> Provided entries
=======

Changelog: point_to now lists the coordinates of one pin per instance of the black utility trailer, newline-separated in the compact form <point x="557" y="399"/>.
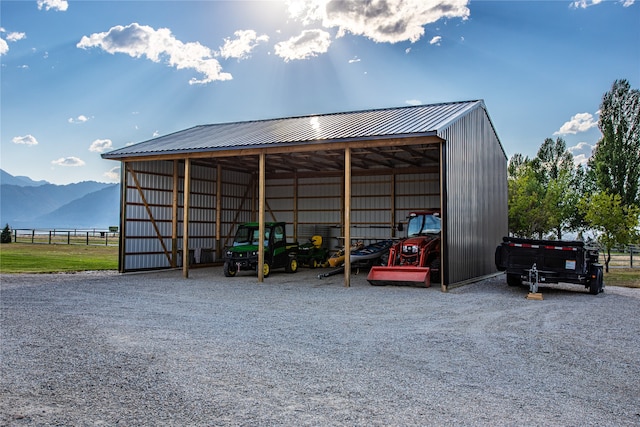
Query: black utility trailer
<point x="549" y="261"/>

=======

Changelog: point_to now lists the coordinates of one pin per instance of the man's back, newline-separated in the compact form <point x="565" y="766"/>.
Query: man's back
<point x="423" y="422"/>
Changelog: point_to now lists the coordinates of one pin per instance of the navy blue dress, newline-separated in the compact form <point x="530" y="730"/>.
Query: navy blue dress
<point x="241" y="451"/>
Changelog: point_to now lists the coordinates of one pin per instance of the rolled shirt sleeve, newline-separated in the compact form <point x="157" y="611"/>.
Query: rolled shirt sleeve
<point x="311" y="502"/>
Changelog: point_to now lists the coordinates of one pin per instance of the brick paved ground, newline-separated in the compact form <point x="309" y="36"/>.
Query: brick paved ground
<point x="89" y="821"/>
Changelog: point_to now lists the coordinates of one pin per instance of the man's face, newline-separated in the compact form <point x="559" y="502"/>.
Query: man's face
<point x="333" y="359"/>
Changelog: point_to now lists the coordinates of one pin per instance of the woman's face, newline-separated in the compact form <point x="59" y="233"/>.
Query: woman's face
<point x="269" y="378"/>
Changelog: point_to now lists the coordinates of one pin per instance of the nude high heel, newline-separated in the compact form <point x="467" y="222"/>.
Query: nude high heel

=======

> Exercise aim
Please copy out every line of the data above that contains the string "high".

> Output of the task
Changelog: point_to now lists the coordinates of one pin per instance of the nude high heel, newline-separated in the compact form <point x="467" y="222"/>.
Query: nude high heel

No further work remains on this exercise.